Rewrite the material below, swapping "outline every instance" for "trace each occurrence" wherever it occurs and keeping everything else identical.

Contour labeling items
* * * *

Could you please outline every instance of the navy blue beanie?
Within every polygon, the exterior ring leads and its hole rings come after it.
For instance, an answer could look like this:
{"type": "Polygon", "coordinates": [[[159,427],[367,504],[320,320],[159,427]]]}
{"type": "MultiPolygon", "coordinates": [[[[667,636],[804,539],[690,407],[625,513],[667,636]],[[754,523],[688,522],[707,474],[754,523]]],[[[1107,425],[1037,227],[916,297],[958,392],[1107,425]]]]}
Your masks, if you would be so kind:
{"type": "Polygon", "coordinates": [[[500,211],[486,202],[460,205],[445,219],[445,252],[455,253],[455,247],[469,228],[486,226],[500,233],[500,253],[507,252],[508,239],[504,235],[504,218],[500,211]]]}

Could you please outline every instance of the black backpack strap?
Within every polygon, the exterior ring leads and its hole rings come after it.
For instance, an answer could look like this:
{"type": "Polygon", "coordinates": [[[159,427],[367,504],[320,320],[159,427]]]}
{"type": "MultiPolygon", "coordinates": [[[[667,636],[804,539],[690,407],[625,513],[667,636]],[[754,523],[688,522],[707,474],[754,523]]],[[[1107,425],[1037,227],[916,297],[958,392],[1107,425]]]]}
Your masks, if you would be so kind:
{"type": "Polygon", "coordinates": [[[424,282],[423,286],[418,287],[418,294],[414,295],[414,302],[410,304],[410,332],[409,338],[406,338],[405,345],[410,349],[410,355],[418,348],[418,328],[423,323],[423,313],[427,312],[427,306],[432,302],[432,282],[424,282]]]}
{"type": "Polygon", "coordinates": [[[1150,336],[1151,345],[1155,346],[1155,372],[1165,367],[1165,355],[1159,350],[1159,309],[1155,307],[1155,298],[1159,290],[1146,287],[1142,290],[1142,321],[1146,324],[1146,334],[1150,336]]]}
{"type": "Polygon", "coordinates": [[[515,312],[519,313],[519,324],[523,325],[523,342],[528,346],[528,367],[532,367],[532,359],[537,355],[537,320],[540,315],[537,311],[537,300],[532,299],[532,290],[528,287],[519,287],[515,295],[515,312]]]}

* * * *

Reply:
Could you please trace each occurrence of the navy blue beanie?
Within every polygon, the exterior ring leads and its hole rings come after it.
For instance, an answer could look like this:
{"type": "Polygon", "coordinates": [[[159,427],[367,504],[320,320],[159,427]]]}
{"type": "MultiPolygon", "coordinates": [[[[667,636],[804,539],[690,407],[625,513],[667,636]],[[754,523],[688,522],[707,474],[754,523]]],[[[1107,425],[1037,227],[916,297],[958,392],[1107,425]]]]}
Your masks, if you would be so kind:
{"type": "Polygon", "coordinates": [[[500,211],[486,202],[460,205],[445,219],[445,252],[455,253],[455,247],[469,228],[486,226],[500,233],[500,253],[507,252],[508,239],[504,235],[504,218],[500,211]]]}

Could you please trace each occurrence of the black backpack strap?
Within every polygon, the exterior ring leads and its hole rings come after it.
For instance, an answer could look like this:
{"type": "Polygon", "coordinates": [[[159,427],[367,504],[320,320],[159,427]]]}
{"type": "MultiPolygon", "coordinates": [[[[667,636],[804,539],[690,407],[625,513],[667,636]],[[754,523],[688,522],[707,474],[754,523]]],[[[1107,425],[1037,227],[916,297],[958,392],[1107,425]]]]}
Your masks, if you would be so kind:
{"type": "Polygon", "coordinates": [[[424,282],[423,286],[418,287],[418,294],[414,295],[414,302],[410,304],[410,332],[409,338],[406,338],[405,345],[410,349],[410,355],[418,348],[418,328],[423,323],[423,313],[427,312],[427,306],[432,302],[432,282],[424,282]]]}
{"type": "Polygon", "coordinates": [[[1150,336],[1151,345],[1155,346],[1155,372],[1165,367],[1165,355],[1159,350],[1159,309],[1155,307],[1155,298],[1159,290],[1146,287],[1142,290],[1142,321],[1146,324],[1146,334],[1150,336]]]}
{"type": "Polygon", "coordinates": [[[515,312],[519,313],[519,324],[523,325],[523,342],[528,346],[528,367],[532,367],[532,359],[537,355],[537,320],[540,315],[537,311],[537,300],[532,299],[532,290],[528,287],[519,287],[515,295],[515,312]]]}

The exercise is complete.